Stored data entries

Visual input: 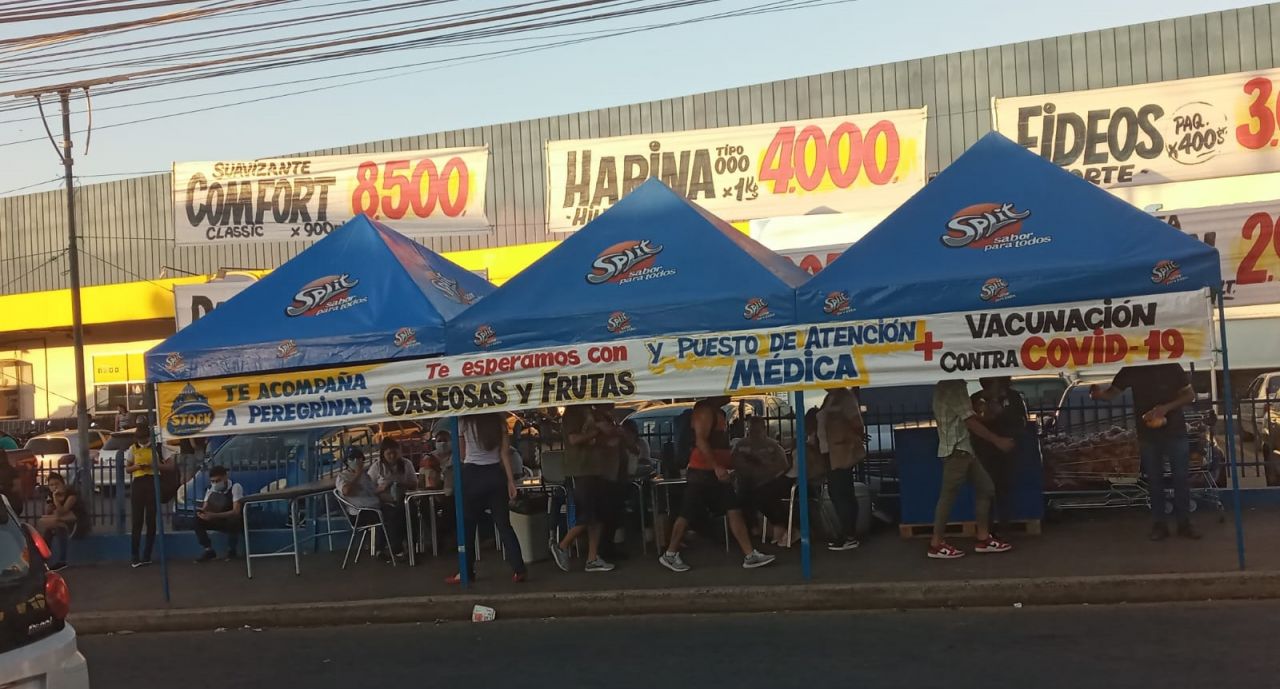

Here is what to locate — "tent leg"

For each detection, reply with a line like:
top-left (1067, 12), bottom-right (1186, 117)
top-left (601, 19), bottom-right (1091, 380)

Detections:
top-left (795, 392), bottom-right (813, 581)
top-left (1216, 292), bottom-right (1244, 570)
top-left (449, 416), bottom-right (471, 588)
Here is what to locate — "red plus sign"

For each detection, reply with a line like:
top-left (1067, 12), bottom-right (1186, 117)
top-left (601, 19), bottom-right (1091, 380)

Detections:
top-left (915, 330), bottom-right (942, 361)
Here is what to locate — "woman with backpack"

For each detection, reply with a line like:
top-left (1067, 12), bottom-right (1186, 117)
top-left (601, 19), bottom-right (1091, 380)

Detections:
top-left (445, 414), bottom-right (529, 584)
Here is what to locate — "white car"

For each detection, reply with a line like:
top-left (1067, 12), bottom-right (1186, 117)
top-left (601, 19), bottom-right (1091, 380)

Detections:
top-left (22, 429), bottom-right (109, 481)
top-left (0, 497), bottom-right (88, 689)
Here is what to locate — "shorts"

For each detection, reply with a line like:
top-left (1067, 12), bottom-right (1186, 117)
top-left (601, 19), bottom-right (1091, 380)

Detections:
top-left (680, 469), bottom-right (741, 521)
top-left (573, 476), bottom-right (609, 524)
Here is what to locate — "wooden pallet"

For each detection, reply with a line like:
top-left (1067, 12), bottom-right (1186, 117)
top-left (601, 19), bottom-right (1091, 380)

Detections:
top-left (897, 519), bottom-right (1041, 538)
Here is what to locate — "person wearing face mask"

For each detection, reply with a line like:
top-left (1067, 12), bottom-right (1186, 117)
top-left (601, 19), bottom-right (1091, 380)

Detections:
top-left (196, 466), bottom-right (244, 562)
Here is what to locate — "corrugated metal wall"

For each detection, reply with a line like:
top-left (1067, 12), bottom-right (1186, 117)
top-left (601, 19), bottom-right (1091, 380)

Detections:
top-left (0, 3), bottom-right (1280, 293)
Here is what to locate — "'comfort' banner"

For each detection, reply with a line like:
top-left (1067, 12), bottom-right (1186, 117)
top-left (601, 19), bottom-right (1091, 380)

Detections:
top-left (1160, 201), bottom-right (1280, 306)
top-left (173, 146), bottom-right (489, 245)
top-left (992, 69), bottom-right (1280, 187)
top-left (547, 108), bottom-right (925, 232)
top-left (157, 292), bottom-right (1211, 435)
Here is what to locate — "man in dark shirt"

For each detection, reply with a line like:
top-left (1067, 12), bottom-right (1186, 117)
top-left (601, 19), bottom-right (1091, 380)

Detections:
top-left (972, 375), bottom-right (1028, 533)
top-left (1089, 364), bottom-right (1199, 540)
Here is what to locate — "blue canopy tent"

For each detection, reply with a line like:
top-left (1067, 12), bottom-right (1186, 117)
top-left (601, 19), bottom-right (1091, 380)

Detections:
top-left (796, 133), bottom-right (1244, 569)
top-left (447, 179), bottom-right (808, 355)
top-left (146, 216), bottom-right (494, 601)
top-left (146, 216), bottom-right (494, 383)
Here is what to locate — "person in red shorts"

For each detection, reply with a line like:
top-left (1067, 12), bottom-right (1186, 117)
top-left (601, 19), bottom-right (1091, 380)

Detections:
top-left (658, 396), bottom-right (774, 572)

## Given request
Extract each line of the records that contains the word "shorts".

## Output for this task
Here is what to locate — "shorts"
Here is what to locate — "person in red shorts"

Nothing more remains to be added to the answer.